→ ARTICLE:

········

This year marks the 40th anniversary of Suzy Lamplugh’s disappearance and presumed murder, the charity the Suzy Lamplugh Trust said to mark stalking awareness week, last week. The charity says that the risks posed by stalking including potential escalation to homicide and victim suicide, in all contexts, and particularly those that do not fall under the definition of domestic abuse, require greater recognition and awareness nationally.
Emma Lingley-Clark, Interim Chief Executive Officer of the Suzy Lamplugh Trust, called for ‘urgent, systemic change’ to ensure stalking is prioritised in line with the risk it poses. She said: “Stalking behaviours must be consistently recorded wherever they have contributed to homicide or suicide, so we can fully recognise their role in the escalation to fatal harm.
“Nine years on from raising this during National Stalking Awareness Week 2017, serious failings in the protection of victims persist, as highlighted in our super-complaint on the police response to stalking. We know stalking can escalate into fatal fixation, yet across public bodies and agencies it continues to be dangerously under-estimated — rather than treated with the urgency it demands.

········

→ EXERCISE AIM: Pick up the article about stalking where it stops and continue it. The entries have no part in this work.

········

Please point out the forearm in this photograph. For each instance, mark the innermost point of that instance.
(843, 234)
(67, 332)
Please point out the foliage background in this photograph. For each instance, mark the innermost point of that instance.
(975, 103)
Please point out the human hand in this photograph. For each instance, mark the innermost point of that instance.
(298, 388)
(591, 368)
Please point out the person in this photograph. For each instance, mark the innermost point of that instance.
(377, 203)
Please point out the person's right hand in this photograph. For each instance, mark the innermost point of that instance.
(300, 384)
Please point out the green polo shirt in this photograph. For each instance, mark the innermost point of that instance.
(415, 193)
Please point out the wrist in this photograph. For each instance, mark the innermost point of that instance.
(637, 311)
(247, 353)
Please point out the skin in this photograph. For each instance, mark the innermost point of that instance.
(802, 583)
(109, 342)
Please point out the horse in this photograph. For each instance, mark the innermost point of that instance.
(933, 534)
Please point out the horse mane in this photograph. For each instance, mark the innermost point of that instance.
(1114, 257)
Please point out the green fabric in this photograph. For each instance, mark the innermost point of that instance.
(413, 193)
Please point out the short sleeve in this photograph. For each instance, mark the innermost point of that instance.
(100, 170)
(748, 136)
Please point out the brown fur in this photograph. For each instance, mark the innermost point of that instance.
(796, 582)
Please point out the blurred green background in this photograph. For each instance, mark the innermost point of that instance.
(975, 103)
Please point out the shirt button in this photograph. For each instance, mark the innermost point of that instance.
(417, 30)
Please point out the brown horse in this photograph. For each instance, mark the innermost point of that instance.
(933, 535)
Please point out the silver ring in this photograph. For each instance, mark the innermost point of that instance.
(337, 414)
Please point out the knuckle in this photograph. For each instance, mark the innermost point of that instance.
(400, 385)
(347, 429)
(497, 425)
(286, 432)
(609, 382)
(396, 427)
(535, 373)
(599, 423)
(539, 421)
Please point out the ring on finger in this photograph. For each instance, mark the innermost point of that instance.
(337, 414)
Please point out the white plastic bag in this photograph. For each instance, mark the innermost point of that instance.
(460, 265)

········

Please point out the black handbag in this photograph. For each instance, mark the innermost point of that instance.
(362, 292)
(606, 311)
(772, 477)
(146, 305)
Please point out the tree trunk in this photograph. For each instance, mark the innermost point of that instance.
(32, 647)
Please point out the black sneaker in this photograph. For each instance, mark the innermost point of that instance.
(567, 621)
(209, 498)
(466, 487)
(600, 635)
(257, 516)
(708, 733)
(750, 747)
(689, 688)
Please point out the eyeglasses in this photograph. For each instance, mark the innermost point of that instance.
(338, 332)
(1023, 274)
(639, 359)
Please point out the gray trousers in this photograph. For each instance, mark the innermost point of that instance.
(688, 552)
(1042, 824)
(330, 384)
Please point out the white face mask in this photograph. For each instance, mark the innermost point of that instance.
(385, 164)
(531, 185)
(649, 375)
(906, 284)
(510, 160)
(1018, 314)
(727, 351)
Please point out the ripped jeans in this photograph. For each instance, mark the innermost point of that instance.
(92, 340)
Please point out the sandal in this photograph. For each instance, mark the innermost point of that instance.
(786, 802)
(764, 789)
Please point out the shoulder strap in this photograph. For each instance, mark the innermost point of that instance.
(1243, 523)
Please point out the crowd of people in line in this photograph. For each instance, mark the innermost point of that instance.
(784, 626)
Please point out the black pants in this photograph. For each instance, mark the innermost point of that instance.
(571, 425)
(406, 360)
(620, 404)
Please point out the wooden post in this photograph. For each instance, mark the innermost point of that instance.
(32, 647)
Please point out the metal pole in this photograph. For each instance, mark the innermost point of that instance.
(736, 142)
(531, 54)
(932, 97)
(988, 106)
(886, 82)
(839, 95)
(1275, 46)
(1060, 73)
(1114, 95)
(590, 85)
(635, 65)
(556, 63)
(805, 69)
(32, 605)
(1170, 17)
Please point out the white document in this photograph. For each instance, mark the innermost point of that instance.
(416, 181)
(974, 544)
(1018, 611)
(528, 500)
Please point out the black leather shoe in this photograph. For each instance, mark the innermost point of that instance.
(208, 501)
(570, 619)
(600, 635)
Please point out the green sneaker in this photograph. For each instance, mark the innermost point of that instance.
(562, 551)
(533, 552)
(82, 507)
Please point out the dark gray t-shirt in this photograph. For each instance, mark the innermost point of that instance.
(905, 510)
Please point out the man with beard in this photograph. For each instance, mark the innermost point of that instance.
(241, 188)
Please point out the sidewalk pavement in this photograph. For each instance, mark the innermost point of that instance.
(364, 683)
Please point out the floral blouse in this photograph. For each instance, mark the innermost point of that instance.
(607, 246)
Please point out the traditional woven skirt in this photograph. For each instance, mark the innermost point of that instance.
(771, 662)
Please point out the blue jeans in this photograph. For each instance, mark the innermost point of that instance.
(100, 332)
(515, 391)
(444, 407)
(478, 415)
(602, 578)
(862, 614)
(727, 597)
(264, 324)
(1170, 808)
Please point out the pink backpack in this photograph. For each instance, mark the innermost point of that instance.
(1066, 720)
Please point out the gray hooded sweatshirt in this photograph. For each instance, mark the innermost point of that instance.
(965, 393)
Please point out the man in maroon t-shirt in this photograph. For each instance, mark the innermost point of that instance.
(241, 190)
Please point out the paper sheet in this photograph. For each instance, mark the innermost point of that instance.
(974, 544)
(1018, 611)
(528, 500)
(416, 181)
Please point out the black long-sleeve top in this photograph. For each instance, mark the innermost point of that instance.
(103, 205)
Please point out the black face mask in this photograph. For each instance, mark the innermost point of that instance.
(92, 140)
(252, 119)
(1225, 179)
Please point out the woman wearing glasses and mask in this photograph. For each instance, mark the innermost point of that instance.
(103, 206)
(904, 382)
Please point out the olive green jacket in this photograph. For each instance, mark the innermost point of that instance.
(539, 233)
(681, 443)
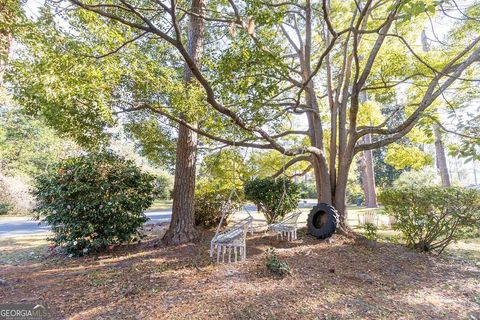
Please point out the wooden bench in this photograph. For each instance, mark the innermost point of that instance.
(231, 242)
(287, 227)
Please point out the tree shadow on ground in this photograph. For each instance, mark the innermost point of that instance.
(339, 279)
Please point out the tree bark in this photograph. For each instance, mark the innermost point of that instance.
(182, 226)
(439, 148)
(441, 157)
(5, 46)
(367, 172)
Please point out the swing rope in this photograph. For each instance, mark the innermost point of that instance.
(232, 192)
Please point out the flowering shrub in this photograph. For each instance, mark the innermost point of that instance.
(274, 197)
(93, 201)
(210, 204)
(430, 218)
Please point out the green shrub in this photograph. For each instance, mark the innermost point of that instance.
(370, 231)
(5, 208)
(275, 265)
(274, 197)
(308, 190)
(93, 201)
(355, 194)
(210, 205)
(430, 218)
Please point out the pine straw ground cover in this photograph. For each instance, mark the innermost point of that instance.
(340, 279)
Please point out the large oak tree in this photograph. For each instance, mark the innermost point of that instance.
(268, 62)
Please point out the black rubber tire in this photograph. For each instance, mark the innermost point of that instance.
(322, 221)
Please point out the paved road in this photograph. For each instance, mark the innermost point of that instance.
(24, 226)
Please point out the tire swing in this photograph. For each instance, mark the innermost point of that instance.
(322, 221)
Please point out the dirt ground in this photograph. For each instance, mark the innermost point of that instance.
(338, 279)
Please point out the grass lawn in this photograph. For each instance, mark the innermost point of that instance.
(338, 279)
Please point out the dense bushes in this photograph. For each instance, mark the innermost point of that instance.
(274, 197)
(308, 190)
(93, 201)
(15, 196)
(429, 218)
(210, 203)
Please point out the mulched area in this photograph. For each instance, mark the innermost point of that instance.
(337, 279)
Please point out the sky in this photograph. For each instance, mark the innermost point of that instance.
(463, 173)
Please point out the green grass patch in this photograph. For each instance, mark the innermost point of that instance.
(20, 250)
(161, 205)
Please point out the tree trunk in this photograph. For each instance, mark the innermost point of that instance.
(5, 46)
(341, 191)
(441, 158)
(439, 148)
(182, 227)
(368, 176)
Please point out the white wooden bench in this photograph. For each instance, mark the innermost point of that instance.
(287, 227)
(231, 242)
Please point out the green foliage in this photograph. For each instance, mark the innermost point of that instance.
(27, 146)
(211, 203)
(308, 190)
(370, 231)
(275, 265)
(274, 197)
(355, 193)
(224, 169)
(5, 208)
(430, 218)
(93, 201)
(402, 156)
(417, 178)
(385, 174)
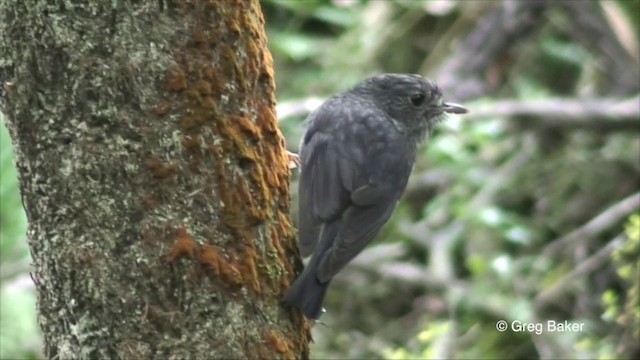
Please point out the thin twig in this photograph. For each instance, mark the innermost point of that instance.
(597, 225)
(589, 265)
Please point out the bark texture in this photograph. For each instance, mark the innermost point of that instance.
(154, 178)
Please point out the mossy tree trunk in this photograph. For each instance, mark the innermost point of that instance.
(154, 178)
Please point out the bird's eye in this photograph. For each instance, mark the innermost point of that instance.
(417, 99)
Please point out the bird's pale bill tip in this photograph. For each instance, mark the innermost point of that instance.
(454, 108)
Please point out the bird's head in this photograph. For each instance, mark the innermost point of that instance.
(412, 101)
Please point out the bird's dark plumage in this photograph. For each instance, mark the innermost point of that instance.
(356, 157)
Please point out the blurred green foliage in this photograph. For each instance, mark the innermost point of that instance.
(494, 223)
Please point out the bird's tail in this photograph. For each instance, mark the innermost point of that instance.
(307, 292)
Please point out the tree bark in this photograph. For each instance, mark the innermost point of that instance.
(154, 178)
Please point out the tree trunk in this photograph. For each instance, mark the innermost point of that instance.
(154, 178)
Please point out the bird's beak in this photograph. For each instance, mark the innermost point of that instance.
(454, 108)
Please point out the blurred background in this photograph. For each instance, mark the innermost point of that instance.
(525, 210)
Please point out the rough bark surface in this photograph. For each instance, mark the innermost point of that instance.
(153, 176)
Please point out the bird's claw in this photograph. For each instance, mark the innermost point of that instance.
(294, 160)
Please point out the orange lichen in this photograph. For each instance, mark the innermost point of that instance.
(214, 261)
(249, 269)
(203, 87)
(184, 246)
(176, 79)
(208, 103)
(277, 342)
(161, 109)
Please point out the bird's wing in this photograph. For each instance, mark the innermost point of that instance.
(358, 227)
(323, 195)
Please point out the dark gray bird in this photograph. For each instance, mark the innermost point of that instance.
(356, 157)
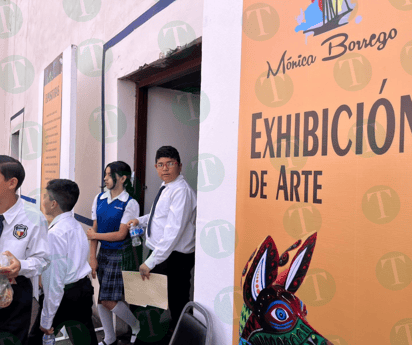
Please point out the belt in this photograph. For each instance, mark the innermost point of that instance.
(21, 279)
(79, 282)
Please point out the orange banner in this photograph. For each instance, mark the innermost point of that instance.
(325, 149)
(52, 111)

········

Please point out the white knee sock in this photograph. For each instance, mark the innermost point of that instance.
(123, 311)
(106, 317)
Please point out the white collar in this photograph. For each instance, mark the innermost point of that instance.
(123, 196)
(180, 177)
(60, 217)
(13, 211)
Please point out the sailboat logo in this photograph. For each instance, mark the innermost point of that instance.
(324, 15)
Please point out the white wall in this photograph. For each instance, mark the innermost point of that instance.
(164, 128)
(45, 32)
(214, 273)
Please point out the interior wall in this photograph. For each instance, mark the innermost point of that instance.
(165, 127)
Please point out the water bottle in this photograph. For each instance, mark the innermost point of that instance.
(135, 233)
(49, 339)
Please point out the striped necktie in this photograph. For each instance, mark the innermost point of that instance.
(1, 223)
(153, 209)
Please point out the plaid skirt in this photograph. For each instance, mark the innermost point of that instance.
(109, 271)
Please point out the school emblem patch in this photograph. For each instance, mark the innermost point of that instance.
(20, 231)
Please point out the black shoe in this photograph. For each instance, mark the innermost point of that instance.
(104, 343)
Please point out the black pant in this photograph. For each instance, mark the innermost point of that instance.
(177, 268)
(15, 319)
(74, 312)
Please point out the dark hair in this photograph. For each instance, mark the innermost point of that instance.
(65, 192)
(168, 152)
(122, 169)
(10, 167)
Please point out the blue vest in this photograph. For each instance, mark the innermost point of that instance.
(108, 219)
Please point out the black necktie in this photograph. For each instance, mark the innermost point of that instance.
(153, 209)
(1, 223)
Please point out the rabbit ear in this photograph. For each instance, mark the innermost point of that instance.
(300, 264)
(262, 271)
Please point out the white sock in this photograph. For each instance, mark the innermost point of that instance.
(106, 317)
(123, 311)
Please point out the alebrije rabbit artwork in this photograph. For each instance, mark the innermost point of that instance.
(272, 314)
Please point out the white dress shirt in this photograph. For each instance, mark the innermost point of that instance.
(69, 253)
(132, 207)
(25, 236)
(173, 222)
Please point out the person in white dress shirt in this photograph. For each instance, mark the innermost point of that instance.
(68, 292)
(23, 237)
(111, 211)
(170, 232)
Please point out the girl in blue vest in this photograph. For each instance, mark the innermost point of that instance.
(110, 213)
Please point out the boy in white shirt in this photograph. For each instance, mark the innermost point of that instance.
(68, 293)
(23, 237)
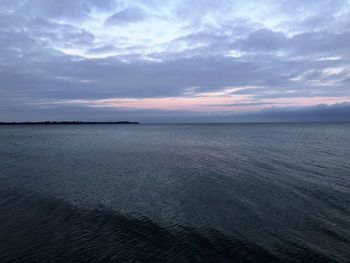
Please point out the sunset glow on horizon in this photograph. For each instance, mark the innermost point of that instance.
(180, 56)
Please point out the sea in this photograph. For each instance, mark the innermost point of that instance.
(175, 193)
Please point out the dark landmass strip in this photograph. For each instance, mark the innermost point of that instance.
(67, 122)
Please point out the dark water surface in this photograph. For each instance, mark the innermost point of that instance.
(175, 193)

········

→ ANSWER TO THE TASK:
“If the Government is serious about its commitment to halve violence against women and girls it must mandate specialist independent training for criminal justice professionals working on stalking cases and ensure that stalking is included in the ‘Steps to Safety’ training programme for healthcare professionals. Failure to do so will continue to cost lives.”
For more, visit the Trust’s website.
Comment
For the Association of Police and Crime Commissioners (APCC) Joint Leads for Victims, PCCs Clare Moody and Matthew Scott, PCCs for Avon and Somerset and Kent respectively, said: ““PCCs remain committed to working with partners across policing, government and the wider sector to consolidate the response to stalking, ensuring victims’ and survivors’ experiences continue to shape the system.”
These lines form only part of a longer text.